## What you should do
Copy each entry as it stands, leaving nothing out.

## Records for this task
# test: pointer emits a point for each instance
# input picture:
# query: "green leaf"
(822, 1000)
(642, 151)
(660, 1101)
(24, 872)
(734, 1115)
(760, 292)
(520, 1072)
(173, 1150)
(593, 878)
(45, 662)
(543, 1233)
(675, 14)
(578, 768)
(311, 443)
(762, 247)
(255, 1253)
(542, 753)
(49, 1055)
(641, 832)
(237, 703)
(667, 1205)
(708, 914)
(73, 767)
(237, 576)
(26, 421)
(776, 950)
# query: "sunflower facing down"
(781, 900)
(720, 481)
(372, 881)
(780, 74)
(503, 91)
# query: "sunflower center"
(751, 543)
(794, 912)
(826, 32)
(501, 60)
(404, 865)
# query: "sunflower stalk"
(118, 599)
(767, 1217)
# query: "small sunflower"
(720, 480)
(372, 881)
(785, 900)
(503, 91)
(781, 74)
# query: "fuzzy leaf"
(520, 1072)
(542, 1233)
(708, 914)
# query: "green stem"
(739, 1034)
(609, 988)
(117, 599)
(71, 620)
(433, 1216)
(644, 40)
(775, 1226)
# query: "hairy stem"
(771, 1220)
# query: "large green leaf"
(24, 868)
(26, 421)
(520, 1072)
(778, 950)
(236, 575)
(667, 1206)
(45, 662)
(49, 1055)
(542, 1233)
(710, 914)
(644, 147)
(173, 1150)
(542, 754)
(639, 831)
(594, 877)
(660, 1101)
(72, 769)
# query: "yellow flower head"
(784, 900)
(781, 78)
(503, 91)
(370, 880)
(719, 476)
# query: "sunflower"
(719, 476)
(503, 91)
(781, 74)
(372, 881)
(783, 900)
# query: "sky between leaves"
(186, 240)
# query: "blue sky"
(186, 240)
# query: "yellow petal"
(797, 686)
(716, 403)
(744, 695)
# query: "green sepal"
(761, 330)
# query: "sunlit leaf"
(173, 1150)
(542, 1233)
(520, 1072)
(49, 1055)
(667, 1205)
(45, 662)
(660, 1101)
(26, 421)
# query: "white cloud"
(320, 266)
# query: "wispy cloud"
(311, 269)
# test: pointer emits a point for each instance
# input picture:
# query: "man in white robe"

## Worked answer
# test: pointer emits a point for each instance
# input picture:
# query: "green leaf"
(822, 1000)
(642, 151)
(660, 1101)
(24, 872)
(734, 1115)
(760, 292)
(520, 1072)
(173, 1150)
(593, 878)
(45, 662)
(543, 1233)
(675, 14)
(578, 768)
(311, 443)
(762, 247)
(255, 1253)
(542, 753)
(49, 1055)
(641, 832)
(237, 703)
(667, 1205)
(708, 914)
(73, 767)
(237, 576)
(26, 421)
(776, 950)
# query: "sunflower facing down"
(781, 900)
(720, 481)
(372, 881)
(780, 74)
(503, 91)
# query: "sunflower center"
(751, 543)
(794, 912)
(826, 32)
(501, 60)
(404, 865)
# query: "sunflower stalk"
(118, 599)
(767, 1217)
# query: "small sunflower"
(720, 480)
(372, 881)
(785, 900)
(503, 91)
(781, 74)
# query: "fuzzy leaf"
(520, 1072)
(542, 1233)
(708, 914)
# query: "green stem"
(739, 1034)
(609, 988)
(117, 599)
(71, 620)
(433, 1216)
(644, 40)
(775, 1226)
# query: "hairy stem"
(771, 1220)
# query: "large green leaf"
(24, 868)
(26, 421)
(520, 1072)
(778, 950)
(236, 575)
(667, 1206)
(45, 662)
(49, 1055)
(542, 1233)
(710, 914)
(644, 147)
(173, 1150)
(542, 754)
(639, 831)
(594, 877)
(660, 1101)
(72, 769)
# query: "yellow flower head"
(784, 900)
(781, 78)
(503, 91)
(370, 880)
(719, 476)
# query: "sunflower"
(719, 476)
(503, 91)
(781, 74)
(372, 881)
(783, 900)
# query: "sky between leaves"
(186, 240)
# query: "blue sky"
(186, 240)
# query: "yellow petal"
(797, 686)
(716, 403)
(744, 695)
# query: "green sepal"
(761, 330)
# query: "sunlit leaf"
(173, 1150)
(542, 1233)
(520, 1072)
(49, 1055)
(667, 1205)
(45, 662)
(660, 1101)
(26, 421)
# query: "white cloud"
(320, 266)
# query: "wispy cloud"
(311, 269)
# test: pointer emits a point for each instance
# input picture:
# query: "man in white robe"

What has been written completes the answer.